### EXERCISE AIM
Locate every line in the items below that contains the word "borealis" and copy each of those lines. Case counts.
___ SUPPLIED DATA
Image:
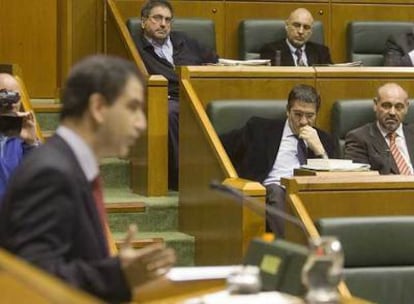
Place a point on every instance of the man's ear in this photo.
(97, 107)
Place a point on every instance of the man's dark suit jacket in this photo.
(253, 148)
(367, 145)
(315, 53)
(397, 49)
(49, 218)
(186, 51)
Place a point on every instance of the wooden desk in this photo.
(166, 292)
(314, 197)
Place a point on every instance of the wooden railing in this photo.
(23, 283)
(149, 159)
(222, 227)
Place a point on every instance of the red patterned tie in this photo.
(398, 157)
(100, 206)
(299, 59)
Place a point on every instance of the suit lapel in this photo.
(87, 195)
(381, 147)
(286, 55)
(409, 140)
(311, 55)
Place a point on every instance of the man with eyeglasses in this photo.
(265, 150)
(162, 50)
(386, 144)
(296, 49)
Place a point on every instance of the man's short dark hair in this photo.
(101, 74)
(304, 93)
(150, 4)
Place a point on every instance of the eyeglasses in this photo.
(298, 25)
(297, 115)
(160, 18)
(388, 106)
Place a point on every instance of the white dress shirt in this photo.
(286, 158)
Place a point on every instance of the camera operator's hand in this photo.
(28, 132)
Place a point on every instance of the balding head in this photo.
(299, 27)
(390, 106)
(10, 83)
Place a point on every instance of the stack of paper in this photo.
(335, 165)
(251, 62)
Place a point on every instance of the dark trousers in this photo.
(275, 198)
(173, 114)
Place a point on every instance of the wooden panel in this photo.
(247, 82)
(341, 196)
(342, 14)
(339, 83)
(28, 37)
(213, 10)
(237, 11)
(222, 227)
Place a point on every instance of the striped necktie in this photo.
(397, 155)
(299, 58)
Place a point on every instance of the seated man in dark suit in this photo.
(386, 144)
(265, 150)
(162, 50)
(296, 49)
(53, 213)
(399, 50)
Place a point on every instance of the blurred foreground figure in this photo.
(53, 214)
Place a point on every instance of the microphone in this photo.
(255, 205)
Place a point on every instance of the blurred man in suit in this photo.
(53, 213)
(265, 150)
(162, 50)
(17, 129)
(296, 49)
(386, 144)
(399, 50)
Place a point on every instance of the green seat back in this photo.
(255, 33)
(199, 29)
(226, 115)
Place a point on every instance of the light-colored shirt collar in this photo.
(399, 131)
(293, 48)
(82, 151)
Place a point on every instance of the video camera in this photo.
(10, 121)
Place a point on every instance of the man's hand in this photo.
(143, 265)
(310, 136)
(28, 132)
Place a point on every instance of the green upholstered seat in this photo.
(200, 29)
(379, 256)
(349, 114)
(366, 39)
(254, 33)
(226, 115)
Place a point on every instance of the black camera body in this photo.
(10, 122)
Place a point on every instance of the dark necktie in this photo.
(100, 207)
(302, 151)
(299, 59)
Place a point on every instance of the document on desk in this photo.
(201, 273)
(320, 164)
(224, 297)
(251, 62)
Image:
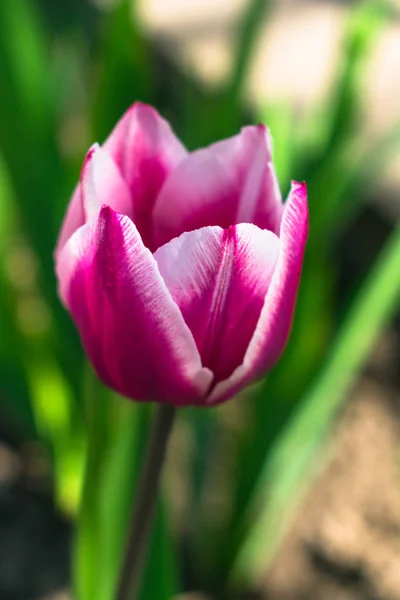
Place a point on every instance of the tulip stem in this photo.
(144, 506)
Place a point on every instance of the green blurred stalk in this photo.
(287, 470)
(88, 543)
(253, 19)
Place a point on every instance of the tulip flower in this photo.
(181, 269)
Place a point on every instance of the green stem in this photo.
(88, 543)
(144, 508)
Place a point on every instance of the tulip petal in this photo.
(219, 279)
(275, 321)
(102, 184)
(146, 150)
(130, 327)
(229, 182)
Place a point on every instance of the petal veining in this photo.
(230, 182)
(219, 279)
(273, 327)
(131, 328)
(146, 151)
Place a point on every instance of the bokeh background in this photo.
(292, 491)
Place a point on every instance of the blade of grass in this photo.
(288, 468)
(121, 472)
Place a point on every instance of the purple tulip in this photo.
(181, 270)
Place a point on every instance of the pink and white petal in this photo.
(273, 327)
(219, 279)
(131, 328)
(230, 182)
(73, 219)
(146, 150)
(102, 184)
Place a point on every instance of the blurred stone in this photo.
(295, 59)
(345, 541)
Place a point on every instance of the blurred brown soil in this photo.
(344, 543)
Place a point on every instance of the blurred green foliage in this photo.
(66, 75)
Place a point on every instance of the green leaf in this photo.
(287, 469)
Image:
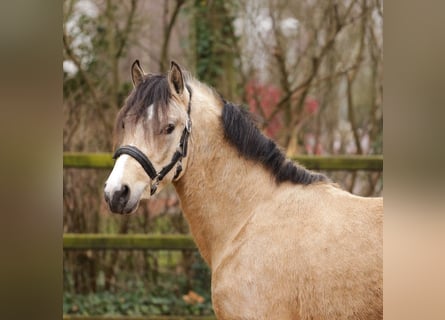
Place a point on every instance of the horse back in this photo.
(311, 252)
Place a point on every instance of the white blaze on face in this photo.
(114, 181)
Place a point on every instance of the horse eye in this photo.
(169, 128)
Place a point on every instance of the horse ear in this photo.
(176, 78)
(137, 73)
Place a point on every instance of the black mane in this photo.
(154, 89)
(241, 131)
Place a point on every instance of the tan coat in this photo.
(278, 251)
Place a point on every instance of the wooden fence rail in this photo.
(344, 162)
(100, 241)
(76, 317)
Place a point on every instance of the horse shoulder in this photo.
(307, 241)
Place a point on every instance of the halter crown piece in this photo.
(180, 153)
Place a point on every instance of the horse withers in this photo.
(282, 242)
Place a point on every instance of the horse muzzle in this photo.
(119, 200)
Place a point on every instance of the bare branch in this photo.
(167, 34)
(127, 29)
(75, 60)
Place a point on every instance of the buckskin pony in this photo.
(282, 242)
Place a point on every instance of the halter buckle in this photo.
(154, 186)
(188, 125)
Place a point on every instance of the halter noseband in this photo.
(180, 153)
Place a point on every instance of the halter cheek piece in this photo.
(180, 153)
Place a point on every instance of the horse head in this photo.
(151, 134)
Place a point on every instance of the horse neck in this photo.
(218, 187)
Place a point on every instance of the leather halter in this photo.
(180, 153)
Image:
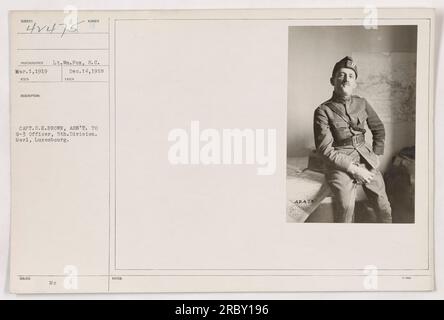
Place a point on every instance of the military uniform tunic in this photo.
(339, 131)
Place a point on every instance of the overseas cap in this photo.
(346, 62)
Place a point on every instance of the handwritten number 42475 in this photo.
(55, 28)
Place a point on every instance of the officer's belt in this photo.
(352, 141)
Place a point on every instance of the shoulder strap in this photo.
(338, 111)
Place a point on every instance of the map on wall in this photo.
(388, 82)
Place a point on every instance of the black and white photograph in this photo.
(351, 124)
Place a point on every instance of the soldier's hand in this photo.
(378, 161)
(361, 174)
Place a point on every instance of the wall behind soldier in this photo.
(313, 51)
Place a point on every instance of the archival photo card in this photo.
(188, 151)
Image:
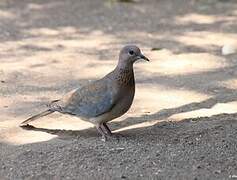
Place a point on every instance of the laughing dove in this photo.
(103, 100)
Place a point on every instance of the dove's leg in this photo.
(106, 129)
(100, 130)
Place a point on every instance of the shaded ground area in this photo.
(183, 121)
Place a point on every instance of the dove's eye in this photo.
(131, 52)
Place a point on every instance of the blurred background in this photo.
(48, 48)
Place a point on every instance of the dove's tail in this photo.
(44, 113)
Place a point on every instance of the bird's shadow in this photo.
(160, 115)
(90, 132)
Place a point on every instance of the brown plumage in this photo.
(102, 100)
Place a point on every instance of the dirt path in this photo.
(183, 123)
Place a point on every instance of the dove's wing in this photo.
(89, 101)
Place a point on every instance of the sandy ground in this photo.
(183, 122)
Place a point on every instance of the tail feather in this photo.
(44, 113)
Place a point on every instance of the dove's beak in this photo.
(141, 56)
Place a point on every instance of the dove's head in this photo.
(130, 54)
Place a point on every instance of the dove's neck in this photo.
(124, 74)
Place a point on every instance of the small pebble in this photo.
(229, 49)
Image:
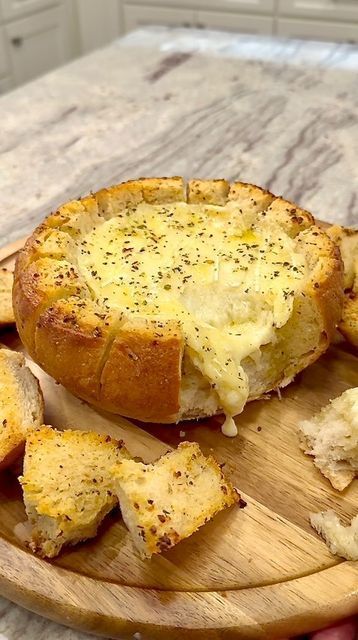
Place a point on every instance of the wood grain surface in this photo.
(257, 572)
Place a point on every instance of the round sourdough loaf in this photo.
(163, 301)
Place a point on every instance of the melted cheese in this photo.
(228, 284)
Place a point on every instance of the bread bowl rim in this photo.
(30, 312)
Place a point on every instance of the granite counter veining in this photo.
(283, 114)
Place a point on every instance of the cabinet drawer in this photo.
(17, 8)
(241, 23)
(249, 6)
(136, 16)
(4, 63)
(244, 6)
(339, 10)
(37, 44)
(317, 30)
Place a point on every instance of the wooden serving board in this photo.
(257, 572)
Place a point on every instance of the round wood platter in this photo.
(256, 572)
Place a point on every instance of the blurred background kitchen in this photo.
(39, 35)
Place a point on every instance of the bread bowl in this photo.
(347, 240)
(163, 301)
(21, 405)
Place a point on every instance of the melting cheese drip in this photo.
(228, 284)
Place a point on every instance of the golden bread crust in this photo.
(147, 359)
(131, 367)
(6, 310)
(347, 241)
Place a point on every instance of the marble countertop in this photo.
(280, 113)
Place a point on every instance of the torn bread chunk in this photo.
(67, 486)
(341, 541)
(6, 311)
(21, 405)
(331, 437)
(347, 240)
(165, 502)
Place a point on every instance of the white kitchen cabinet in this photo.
(339, 10)
(241, 23)
(16, 8)
(136, 16)
(37, 44)
(242, 6)
(249, 6)
(5, 85)
(317, 30)
(4, 61)
(99, 23)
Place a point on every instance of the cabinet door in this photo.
(37, 44)
(5, 85)
(241, 23)
(17, 8)
(324, 9)
(317, 30)
(4, 63)
(136, 16)
(99, 23)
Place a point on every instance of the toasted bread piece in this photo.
(348, 326)
(67, 487)
(165, 302)
(165, 502)
(341, 541)
(331, 437)
(6, 310)
(347, 240)
(21, 405)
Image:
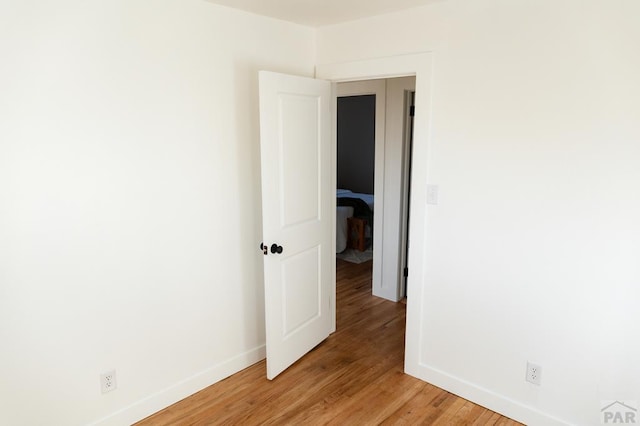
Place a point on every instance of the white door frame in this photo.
(419, 65)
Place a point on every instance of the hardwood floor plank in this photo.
(354, 377)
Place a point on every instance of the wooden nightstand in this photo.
(355, 233)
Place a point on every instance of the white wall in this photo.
(130, 201)
(531, 253)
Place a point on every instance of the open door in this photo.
(298, 208)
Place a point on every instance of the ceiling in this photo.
(317, 13)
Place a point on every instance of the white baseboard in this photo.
(484, 397)
(181, 390)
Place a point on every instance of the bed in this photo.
(353, 204)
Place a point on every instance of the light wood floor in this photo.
(353, 378)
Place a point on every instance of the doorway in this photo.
(388, 103)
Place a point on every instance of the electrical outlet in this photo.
(108, 381)
(534, 373)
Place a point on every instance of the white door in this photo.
(298, 208)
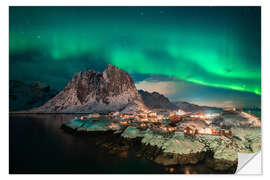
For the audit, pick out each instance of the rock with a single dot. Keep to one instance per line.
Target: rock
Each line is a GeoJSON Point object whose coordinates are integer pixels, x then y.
{"type": "Point", "coordinates": [94, 92]}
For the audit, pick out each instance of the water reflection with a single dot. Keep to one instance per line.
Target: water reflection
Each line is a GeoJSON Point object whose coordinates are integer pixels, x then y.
{"type": "Point", "coordinates": [39, 145]}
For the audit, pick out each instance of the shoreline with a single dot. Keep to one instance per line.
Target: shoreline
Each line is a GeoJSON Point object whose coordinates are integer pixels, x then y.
{"type": "Point", "coordinates": [114, 143]}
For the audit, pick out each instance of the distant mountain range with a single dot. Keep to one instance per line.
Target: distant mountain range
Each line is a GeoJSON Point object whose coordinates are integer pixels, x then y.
{"type": "Point", "coordinates": [24, 96]}
{"type": "Point", "coordinates": [155, 100]}
{"type": "Point", "coordinates": [92, 92]}
{"type": "Point", "coordinates": [189, 107]}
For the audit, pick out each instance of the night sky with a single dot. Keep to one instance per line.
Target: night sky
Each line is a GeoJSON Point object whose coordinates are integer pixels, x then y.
{"type": "Point", "coordinates": [204, 55]}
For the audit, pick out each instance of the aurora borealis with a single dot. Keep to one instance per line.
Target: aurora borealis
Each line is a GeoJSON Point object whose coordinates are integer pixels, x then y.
{"type": "Point", "coordinates": [207, 55]}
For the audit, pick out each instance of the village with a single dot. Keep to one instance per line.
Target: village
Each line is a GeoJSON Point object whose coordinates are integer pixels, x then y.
{"type": "Point", "coordinates": [166, 122]}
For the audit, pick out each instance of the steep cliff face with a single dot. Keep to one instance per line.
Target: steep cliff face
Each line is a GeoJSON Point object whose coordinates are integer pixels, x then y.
{"type": "Point", "coordinates": [91, 91]}
{"type": "Point", "coordinates": [156, 101]}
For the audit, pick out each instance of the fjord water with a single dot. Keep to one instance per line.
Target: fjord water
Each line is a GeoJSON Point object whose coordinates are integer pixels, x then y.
{"type": "Point", "coordinates": [39, 145]}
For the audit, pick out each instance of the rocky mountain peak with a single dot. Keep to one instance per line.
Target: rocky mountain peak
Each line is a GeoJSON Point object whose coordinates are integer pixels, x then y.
{"type": "Point", "coordinates": [91, 91]}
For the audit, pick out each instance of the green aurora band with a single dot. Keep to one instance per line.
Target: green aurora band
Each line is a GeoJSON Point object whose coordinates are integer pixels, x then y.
{"type": "Point", "coordinates": [217, 47]}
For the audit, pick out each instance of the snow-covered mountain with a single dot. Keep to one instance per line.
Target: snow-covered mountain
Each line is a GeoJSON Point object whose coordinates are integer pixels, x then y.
{"type": "Point", "coordinates": [91, 91]}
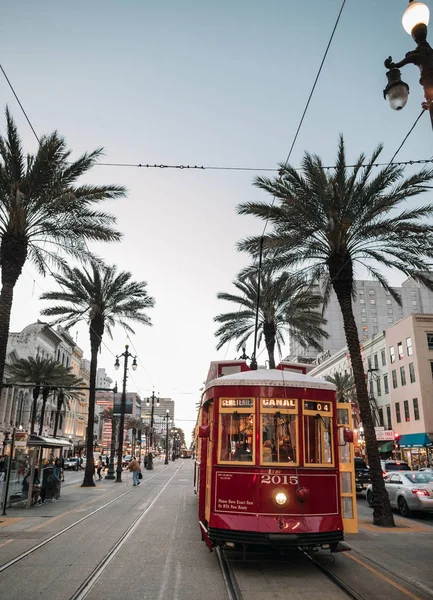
______
### WRITTEN RESPONSE
For the audit, pick out each instance of the aurora borealis with a single dot. Keep to one instance per line.
Target: aurora borealis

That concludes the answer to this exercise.